▶ [Set exercise] Put the data below into a JSON list of strings, one string per line and no blank lines. Start at the line containing "Worksheet Problem 2: The image above contains the white car" and end after the line containing "739, 214, 800, 230".

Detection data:
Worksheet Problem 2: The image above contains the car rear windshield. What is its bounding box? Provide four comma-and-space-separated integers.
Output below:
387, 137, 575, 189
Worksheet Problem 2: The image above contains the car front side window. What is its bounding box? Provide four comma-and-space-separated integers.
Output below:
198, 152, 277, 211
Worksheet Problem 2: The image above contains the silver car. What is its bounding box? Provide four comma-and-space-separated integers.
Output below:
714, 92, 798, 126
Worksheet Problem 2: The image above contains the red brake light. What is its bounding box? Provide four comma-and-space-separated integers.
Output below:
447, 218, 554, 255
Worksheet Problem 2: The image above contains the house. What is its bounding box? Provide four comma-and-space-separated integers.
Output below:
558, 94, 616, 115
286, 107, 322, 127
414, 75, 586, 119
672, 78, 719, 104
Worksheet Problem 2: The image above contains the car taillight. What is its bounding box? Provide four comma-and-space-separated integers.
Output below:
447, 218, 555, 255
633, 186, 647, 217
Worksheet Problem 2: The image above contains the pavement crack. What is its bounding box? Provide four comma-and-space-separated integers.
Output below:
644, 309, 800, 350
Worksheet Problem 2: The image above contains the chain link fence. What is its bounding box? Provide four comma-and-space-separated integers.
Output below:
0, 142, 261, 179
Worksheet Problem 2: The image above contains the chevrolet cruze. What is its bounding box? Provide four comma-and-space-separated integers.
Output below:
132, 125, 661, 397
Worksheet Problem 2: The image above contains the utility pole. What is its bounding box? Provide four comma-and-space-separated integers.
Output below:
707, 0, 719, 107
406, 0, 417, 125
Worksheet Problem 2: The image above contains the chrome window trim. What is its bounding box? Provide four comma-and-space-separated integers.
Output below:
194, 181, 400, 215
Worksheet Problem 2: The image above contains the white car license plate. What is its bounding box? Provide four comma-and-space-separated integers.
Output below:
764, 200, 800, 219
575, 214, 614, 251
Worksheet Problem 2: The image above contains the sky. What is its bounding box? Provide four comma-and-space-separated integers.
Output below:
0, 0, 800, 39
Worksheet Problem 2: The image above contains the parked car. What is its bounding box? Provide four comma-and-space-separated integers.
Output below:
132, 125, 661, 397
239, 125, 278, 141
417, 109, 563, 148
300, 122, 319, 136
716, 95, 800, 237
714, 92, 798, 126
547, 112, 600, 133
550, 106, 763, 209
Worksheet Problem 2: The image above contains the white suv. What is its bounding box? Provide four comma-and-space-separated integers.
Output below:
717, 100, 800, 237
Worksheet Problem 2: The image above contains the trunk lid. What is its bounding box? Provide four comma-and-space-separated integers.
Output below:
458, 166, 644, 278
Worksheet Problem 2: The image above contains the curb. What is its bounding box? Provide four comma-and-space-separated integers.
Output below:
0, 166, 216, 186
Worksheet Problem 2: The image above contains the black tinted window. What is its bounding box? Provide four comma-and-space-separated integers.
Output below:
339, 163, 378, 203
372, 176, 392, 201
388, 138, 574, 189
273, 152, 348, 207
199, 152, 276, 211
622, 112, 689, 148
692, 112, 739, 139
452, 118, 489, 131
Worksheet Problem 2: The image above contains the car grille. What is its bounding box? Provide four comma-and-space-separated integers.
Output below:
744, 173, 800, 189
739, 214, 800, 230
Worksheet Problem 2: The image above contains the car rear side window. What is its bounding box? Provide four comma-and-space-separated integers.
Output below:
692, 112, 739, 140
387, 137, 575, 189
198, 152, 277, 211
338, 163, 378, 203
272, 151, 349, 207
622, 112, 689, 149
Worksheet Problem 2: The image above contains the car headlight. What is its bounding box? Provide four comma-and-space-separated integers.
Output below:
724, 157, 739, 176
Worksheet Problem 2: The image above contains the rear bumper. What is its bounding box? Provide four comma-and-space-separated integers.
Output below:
...
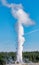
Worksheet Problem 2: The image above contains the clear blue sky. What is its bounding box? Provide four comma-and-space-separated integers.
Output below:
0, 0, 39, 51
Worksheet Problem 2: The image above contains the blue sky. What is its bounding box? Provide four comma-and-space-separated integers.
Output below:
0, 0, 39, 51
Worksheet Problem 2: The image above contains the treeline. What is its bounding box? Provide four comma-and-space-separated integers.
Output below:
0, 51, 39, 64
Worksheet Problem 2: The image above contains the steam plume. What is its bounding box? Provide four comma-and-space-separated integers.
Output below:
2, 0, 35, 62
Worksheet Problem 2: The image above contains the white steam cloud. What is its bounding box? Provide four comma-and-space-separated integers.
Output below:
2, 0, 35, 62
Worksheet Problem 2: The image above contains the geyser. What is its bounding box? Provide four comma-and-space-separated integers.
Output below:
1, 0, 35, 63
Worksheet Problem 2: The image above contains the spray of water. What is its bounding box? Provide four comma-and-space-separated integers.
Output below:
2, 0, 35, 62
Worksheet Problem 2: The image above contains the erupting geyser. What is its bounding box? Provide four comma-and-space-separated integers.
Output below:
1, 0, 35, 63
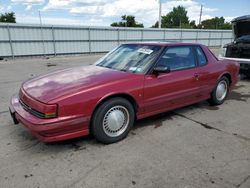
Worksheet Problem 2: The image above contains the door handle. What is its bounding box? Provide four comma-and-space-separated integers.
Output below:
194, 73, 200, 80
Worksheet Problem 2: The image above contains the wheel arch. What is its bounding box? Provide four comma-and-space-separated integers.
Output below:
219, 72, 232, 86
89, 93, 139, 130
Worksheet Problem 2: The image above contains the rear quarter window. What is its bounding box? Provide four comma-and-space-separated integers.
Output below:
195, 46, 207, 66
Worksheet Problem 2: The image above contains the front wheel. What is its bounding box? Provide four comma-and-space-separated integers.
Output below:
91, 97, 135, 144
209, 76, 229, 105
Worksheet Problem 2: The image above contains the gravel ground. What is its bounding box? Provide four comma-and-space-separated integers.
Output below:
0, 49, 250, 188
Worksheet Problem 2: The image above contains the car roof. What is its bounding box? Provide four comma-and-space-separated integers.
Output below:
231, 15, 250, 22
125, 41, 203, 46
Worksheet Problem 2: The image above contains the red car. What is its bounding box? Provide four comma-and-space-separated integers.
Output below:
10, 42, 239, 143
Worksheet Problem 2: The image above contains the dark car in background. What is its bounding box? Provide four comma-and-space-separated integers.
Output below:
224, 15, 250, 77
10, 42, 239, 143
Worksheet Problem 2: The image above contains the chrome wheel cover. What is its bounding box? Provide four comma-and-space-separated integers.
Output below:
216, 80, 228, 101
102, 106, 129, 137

▶ [Complete response]
[
  "Worksheet Problem 2: The image above contains the white car license plate. What is its bounding box? Provide four comma-and-space-separated integers.",
  "Output below:",
  "764, 200, 800, 219",
  "575, 214, 614, 251",
  "Worksheet Problem 2: The image above contains the sky. What is its bounding box? Provide four comma-and-space-separated integers.",
  "Output below:",
  "0, 0, 800, 39",
  "Worksheet Problem 2: The image above contains the parked car. What is its bounding box? Provide four comma-and-space-separated integers.",
  "Output below:",
  "132, 125, 661, 397",
  "239, 125, 278, 141",
  "417, 109, 563, 148",
  "300, 122, 319, 136",
  "716, 95, 800, 237",
  "714, 92, 798, 126",
  "547, 112, 600, 133",
  "550, 106, 763, 209",
  "Worksheet Problem 2: The image above contains the white suv. What is its bounding box? Provide four comma-and-space-separated integers.",
  "Output below:",
  "717, 100, 800, 237",
  "Worksheet Problem 2: The image above contains the trunk lid. What is its bounding box? Provide four comma-and-space-separated integers.",
  "Output below:",
  "458, 166, 644, 278",
  "Worksheet Problem 2: The image above contains the curb. What is its bounding box? Provide four comma-and-space-separated integers.",
  "Output below:",
  "0, 166, 216, 186",
  "Worksheet Problem 2: The image above contains the black tinted window. What is its bounding box? Provide four comma-and-space-separated integers.",
  "Output below:",
  "339, 163, 378, 203",
  "372, 176, 392, 201",
  "388, 138, 574, 189",
  "273, 152, 348, 207",
  "199, 152, 276, 211",
  "622, 112, 689, 148",
  "692, 112, 739, 139",
  "452, 118, 489, 131",
  "Worksheet Problem 2: The image above contains the car grille. What is its bounding box? Provide four comma-and-space-separated integers.",
  "Output below:",
  "744, 173, 800, 189",
  "739, 214, 800, 230"
]